**TEXT PROVIDED:**

# # # #

The 3rd Canadian Division ceased major combat operations until July, with only one day of major operations, on 11 June, at Le Mesnil-Patry. This saw the 12th SS inflict many casualties on the Queen's Own Rifles of Canada and the 1st Hussars (6th Armoured Regiment) which lost 51 Sherman tanks during the attack. Also on 11 June the 46th Royal Marine Commando assaulted Rots. The official historian of Le Régiment de la Chaudière, described the "ferocious battle" including hand-to-hand fighting and "smoldering" tanks: "from each blackened turret hangs the charred corpse of a machine gunner". The following two weeks was a period of relative quiet, as both sides were exhausted. What did not stop was the constant Allied artillery, naval bombardment and air attacks. Major operations for both sides began again in July, including Operation Windsor and Operation Charnwood.

# # # #

**EXCERPTED DATA:**
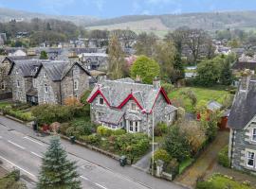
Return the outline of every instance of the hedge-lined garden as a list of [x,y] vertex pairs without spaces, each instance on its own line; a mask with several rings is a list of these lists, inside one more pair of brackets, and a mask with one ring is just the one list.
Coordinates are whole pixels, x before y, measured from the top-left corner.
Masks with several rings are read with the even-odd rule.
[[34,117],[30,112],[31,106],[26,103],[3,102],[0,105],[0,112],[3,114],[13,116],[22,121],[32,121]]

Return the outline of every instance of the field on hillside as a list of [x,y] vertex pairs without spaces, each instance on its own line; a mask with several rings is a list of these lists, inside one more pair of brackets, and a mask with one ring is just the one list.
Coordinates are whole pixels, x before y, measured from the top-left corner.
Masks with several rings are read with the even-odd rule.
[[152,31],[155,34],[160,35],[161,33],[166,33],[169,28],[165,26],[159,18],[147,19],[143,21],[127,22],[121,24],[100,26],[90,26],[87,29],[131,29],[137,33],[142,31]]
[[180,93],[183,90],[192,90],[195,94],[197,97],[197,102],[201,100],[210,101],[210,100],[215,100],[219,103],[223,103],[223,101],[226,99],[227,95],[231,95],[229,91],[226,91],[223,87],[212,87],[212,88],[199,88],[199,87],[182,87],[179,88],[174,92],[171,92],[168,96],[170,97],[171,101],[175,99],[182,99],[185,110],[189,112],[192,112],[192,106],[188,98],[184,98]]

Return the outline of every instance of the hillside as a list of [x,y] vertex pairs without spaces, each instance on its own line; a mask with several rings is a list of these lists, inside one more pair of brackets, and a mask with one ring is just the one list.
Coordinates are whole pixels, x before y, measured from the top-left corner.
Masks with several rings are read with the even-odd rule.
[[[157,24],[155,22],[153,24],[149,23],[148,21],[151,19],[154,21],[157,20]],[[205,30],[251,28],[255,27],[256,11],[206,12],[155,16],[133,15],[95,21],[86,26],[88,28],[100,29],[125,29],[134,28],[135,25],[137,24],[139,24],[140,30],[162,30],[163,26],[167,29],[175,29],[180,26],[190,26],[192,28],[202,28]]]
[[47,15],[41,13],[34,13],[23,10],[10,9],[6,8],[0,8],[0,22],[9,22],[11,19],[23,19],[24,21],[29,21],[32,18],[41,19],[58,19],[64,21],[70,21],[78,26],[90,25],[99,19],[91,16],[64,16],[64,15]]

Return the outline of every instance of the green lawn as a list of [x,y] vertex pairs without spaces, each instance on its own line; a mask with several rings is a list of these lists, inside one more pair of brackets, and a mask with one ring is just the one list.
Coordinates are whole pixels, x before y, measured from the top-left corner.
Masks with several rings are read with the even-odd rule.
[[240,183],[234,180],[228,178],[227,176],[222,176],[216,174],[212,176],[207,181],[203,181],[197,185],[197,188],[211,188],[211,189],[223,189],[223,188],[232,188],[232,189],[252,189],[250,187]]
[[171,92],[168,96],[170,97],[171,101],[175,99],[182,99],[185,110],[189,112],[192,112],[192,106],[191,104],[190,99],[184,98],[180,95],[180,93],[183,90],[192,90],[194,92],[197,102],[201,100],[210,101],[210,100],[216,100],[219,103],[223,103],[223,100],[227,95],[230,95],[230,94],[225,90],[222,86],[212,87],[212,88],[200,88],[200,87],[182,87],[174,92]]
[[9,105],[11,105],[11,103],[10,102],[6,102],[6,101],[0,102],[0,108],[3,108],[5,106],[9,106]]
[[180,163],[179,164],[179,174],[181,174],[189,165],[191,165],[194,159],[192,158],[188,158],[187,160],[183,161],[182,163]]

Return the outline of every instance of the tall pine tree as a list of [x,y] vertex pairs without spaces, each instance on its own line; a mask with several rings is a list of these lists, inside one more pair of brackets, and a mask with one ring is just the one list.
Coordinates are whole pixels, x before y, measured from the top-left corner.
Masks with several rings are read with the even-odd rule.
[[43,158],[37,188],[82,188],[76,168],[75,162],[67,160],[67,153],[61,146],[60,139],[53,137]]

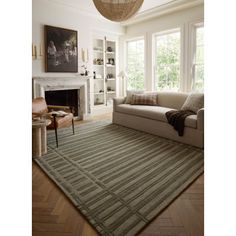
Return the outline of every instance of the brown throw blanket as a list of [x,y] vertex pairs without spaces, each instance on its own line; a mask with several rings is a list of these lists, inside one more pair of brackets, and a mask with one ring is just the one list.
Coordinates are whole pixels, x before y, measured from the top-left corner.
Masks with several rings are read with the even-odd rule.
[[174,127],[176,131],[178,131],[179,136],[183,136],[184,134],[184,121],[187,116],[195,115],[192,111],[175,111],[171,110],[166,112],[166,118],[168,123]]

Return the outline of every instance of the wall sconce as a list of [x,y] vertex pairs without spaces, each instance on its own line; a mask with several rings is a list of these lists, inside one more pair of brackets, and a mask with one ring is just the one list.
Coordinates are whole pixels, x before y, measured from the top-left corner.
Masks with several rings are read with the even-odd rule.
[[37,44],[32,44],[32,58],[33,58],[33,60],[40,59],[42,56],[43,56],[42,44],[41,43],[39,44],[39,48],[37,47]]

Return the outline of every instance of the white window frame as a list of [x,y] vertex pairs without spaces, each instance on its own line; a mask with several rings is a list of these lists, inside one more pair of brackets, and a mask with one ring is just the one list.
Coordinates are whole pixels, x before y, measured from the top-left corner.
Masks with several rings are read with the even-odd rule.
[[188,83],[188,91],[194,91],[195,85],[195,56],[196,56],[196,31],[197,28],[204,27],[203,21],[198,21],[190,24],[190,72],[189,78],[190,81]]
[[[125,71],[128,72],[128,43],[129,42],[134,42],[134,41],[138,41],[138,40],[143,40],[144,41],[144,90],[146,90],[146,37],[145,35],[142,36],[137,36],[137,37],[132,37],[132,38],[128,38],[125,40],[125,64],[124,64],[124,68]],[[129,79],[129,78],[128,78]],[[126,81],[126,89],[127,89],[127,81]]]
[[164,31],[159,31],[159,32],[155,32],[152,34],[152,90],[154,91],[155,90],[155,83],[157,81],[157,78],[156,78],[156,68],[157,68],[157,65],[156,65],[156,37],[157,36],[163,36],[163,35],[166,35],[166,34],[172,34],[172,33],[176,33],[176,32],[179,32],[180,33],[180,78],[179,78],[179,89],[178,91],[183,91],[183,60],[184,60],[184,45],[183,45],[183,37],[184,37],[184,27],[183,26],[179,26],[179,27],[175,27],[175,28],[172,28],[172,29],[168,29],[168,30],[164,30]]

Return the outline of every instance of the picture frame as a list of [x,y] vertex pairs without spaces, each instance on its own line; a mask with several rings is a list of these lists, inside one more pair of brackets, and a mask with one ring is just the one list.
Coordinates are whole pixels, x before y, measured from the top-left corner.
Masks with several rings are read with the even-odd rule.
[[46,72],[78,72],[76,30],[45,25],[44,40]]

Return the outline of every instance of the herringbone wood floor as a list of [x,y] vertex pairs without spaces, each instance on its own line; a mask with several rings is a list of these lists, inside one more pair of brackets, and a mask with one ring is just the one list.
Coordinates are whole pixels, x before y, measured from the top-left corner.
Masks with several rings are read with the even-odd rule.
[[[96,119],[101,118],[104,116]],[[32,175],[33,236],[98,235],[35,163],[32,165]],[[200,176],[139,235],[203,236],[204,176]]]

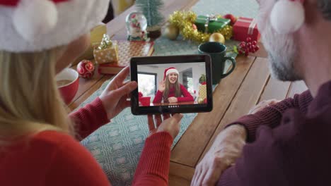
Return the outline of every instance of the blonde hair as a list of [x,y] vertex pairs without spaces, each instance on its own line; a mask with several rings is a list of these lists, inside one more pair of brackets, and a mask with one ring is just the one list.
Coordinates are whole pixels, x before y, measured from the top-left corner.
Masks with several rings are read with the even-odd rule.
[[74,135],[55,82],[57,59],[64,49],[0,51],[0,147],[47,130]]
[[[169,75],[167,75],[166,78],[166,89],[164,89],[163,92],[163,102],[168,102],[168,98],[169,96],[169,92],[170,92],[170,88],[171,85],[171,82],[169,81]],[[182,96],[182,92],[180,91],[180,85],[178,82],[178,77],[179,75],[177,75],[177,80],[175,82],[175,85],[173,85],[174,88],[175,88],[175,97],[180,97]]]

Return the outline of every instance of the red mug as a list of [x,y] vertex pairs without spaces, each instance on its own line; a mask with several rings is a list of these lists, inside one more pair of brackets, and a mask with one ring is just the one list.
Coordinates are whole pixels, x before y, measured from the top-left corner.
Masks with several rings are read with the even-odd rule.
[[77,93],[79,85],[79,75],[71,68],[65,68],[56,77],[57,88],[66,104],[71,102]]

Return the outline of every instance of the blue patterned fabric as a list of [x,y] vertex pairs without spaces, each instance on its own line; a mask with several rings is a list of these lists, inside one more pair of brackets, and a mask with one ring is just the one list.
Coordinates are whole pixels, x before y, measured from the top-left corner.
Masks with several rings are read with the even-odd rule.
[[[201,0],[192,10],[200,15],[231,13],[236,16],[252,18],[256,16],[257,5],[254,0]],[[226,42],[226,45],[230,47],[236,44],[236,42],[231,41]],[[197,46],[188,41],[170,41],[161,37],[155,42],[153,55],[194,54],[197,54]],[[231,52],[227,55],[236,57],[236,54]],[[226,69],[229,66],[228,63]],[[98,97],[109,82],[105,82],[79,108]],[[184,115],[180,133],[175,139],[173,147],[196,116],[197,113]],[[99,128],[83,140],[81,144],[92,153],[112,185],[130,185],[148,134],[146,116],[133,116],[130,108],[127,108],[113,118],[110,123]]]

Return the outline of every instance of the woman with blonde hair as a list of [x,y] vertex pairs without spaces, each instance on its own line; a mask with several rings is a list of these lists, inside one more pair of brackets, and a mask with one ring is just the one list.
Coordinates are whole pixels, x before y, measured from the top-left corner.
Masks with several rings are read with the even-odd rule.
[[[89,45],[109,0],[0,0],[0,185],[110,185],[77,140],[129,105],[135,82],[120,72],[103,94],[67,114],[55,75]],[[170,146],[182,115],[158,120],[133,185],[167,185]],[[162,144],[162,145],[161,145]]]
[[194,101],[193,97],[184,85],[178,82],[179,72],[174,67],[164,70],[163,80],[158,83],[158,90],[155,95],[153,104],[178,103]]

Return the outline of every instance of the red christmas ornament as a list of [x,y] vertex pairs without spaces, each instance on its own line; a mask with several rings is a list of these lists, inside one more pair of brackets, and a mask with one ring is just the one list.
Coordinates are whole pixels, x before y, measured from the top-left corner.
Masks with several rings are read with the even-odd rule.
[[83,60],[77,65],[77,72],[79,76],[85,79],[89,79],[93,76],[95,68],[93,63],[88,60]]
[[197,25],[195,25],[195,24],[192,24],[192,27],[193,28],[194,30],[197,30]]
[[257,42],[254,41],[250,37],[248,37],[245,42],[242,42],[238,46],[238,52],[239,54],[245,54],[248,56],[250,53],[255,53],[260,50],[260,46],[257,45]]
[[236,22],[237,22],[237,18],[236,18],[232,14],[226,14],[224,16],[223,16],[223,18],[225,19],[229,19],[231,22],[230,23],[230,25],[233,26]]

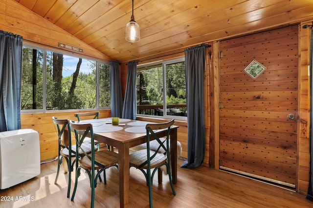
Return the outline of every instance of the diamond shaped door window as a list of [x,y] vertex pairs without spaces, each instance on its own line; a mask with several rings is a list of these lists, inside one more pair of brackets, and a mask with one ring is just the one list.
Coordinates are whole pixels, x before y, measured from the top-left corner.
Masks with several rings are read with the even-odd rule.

# # # #

**GIVEN TASK:**
For each statement, decide whether it agrees with the text on the 3rd Canadian Division, answering yes or no and quoting the words of the text that decide it. 1. The 1st Hussars lost 51 Sherman tanks during the attack at Le Mesnil-Patry. 2. Allied artillery fire stopped during the two weeks of relative quiet. 3. Operation Charnwood began in June.

**THE RESPONSE:**
1. Yes: "the 1st Hussars (6th Armoured Regiment) which lost 51 Sherman tanks during the attack"
2. No: "What did not stop was the constant Allied artillery, naval bombardment and air attacks."
3. No: "Major operations for both sides began again in July, including Operation Windsor and Operation Charnwood."